:: PROBLEM DETAILS ::
Select each line in the records that contains the string "doorway" and copy those lines out.

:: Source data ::
━━━━━━━━━━
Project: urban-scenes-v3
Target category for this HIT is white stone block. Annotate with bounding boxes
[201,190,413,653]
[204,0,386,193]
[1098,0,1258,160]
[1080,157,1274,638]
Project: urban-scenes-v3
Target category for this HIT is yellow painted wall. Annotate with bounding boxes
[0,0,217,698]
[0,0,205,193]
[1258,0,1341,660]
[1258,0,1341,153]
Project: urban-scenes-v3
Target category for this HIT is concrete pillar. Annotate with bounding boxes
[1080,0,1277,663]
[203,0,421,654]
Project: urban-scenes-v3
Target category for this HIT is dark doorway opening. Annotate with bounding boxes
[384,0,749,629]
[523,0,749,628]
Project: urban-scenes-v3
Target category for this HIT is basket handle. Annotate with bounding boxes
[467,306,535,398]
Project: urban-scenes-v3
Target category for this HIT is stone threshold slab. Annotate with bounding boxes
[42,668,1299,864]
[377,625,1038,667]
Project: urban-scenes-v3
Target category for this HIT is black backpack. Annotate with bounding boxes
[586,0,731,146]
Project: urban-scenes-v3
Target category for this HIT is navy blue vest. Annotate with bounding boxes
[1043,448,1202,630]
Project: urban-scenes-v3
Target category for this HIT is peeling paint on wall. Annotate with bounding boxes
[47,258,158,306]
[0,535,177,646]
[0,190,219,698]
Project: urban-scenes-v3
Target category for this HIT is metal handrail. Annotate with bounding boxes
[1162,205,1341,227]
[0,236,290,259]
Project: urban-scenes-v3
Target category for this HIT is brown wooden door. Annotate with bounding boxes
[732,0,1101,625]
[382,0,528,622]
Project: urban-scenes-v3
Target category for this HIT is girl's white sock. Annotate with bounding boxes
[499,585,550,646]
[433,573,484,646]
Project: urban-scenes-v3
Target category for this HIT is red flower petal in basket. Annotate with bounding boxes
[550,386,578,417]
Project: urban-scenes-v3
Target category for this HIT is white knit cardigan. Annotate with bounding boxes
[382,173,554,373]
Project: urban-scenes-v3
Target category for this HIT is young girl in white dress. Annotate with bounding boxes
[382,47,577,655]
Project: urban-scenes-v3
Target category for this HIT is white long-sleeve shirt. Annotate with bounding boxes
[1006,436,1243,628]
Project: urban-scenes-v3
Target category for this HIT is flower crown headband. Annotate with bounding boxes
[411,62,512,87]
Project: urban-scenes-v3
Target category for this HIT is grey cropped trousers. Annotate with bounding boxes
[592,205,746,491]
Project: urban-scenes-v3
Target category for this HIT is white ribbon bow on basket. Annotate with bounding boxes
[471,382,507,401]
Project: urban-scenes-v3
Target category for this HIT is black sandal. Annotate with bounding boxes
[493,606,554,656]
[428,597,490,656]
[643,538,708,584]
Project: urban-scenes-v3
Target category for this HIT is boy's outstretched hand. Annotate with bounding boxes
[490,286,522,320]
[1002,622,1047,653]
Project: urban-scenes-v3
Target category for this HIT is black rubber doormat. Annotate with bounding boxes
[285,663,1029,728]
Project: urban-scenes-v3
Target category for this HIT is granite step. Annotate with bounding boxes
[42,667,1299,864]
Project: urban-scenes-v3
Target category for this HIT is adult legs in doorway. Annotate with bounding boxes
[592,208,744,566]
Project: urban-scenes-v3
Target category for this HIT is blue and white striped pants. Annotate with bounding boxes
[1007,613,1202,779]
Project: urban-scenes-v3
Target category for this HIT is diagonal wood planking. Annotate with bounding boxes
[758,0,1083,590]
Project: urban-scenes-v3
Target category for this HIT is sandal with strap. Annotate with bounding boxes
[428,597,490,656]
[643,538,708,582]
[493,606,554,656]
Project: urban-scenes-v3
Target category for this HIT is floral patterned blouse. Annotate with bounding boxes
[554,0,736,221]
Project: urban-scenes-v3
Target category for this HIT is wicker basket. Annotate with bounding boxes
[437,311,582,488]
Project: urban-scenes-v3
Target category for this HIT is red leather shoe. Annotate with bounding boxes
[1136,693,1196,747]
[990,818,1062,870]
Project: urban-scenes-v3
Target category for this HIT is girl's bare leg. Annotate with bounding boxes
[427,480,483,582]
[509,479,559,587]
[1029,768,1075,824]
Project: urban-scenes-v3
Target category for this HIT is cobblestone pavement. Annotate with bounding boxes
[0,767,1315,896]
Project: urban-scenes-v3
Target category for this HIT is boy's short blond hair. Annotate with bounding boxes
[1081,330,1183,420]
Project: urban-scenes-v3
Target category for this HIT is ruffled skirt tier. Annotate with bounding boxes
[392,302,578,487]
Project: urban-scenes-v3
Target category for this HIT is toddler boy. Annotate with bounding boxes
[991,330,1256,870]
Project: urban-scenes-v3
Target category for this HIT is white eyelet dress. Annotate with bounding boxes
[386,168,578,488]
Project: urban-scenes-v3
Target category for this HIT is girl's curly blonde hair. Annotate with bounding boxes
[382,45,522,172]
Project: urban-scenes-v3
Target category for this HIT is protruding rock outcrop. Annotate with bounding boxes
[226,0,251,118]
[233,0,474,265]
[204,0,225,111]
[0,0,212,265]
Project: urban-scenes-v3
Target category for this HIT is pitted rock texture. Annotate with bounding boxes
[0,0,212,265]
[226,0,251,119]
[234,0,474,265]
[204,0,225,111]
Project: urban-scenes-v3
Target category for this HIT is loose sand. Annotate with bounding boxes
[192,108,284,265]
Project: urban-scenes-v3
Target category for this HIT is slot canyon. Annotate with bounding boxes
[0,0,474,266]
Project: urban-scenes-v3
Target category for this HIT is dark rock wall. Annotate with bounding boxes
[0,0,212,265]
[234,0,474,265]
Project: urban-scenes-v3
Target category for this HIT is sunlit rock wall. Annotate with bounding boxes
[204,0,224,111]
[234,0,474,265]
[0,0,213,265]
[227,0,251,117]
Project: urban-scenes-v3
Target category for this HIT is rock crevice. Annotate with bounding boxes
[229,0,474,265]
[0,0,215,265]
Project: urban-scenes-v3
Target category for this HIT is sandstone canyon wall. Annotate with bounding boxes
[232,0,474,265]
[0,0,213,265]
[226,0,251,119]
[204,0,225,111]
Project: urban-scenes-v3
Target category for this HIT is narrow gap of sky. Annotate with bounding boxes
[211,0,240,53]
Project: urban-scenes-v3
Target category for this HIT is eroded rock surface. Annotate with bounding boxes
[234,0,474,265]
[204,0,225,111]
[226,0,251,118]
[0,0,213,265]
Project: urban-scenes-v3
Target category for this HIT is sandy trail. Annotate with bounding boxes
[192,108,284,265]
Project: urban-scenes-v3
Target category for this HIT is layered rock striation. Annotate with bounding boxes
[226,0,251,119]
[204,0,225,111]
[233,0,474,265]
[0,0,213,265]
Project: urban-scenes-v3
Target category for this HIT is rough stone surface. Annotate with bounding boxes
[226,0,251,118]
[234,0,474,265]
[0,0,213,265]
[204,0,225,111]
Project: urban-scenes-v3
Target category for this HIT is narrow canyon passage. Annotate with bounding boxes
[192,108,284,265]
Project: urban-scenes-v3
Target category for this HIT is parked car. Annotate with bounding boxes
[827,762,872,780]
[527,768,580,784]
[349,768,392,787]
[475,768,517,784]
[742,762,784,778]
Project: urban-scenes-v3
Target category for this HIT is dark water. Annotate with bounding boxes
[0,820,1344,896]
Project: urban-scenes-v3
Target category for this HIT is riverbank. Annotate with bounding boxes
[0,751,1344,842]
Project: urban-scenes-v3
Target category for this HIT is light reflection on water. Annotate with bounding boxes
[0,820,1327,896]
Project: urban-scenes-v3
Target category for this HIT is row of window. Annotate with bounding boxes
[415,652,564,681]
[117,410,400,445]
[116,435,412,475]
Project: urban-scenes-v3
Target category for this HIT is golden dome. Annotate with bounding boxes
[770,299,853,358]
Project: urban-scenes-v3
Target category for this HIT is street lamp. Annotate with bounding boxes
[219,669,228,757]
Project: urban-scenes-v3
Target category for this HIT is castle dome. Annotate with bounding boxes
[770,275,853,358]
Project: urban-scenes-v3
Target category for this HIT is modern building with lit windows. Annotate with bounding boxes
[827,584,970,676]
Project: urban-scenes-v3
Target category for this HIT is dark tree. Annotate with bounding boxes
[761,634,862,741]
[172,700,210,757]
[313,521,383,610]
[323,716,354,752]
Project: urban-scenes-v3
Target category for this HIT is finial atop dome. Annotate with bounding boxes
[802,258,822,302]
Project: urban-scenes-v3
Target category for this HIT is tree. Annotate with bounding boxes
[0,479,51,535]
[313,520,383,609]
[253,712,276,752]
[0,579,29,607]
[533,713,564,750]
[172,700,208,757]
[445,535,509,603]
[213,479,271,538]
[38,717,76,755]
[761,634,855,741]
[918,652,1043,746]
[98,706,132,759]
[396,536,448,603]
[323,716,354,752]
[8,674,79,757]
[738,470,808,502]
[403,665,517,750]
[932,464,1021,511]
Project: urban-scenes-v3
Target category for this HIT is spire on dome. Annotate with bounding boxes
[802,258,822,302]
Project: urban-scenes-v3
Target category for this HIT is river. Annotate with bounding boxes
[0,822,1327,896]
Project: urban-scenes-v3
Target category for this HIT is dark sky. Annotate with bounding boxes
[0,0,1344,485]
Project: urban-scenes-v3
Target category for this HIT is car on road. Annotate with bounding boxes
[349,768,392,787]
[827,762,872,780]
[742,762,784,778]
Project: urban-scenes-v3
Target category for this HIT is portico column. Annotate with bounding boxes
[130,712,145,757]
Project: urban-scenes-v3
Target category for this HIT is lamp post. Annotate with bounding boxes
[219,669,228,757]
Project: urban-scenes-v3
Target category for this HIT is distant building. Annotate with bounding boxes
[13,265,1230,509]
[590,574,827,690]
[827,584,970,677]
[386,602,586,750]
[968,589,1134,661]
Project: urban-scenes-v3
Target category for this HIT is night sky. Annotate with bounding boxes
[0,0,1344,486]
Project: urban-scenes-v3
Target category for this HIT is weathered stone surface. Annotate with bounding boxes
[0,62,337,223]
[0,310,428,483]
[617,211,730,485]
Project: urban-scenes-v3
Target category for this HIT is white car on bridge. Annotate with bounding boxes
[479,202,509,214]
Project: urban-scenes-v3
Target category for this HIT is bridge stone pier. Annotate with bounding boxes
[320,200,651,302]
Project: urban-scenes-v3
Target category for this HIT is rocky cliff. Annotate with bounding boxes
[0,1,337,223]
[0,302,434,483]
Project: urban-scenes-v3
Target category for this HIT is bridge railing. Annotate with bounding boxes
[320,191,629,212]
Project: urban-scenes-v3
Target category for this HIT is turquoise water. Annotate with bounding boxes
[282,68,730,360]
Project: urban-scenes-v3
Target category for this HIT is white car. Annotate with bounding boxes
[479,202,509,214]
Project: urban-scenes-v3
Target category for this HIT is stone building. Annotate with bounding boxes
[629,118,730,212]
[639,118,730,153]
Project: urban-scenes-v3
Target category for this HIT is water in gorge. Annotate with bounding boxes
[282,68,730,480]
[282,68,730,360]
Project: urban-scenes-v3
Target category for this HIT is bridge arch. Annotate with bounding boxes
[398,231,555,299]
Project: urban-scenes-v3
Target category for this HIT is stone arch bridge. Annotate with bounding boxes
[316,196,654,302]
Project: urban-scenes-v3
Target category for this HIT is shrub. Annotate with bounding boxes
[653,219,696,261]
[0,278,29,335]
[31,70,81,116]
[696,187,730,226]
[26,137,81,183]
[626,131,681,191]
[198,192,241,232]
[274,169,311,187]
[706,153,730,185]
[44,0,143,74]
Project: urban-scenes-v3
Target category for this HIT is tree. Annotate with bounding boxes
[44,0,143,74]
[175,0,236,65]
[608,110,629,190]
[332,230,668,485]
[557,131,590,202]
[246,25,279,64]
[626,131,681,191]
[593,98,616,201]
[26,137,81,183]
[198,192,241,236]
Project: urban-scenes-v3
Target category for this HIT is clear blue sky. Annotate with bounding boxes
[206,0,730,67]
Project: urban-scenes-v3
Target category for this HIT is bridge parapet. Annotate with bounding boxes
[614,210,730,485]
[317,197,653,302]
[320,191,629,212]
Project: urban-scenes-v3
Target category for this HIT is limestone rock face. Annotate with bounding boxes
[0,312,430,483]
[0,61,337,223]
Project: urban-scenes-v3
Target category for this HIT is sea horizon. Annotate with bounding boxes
━━━━━━━━━━
:: CORRECT RESPONSE ::
Target category for this HIT is dark doorway opening. Annotate with bounding boxes
Target category for this HIT is adult legs in doorway. Annotate with bounding boxes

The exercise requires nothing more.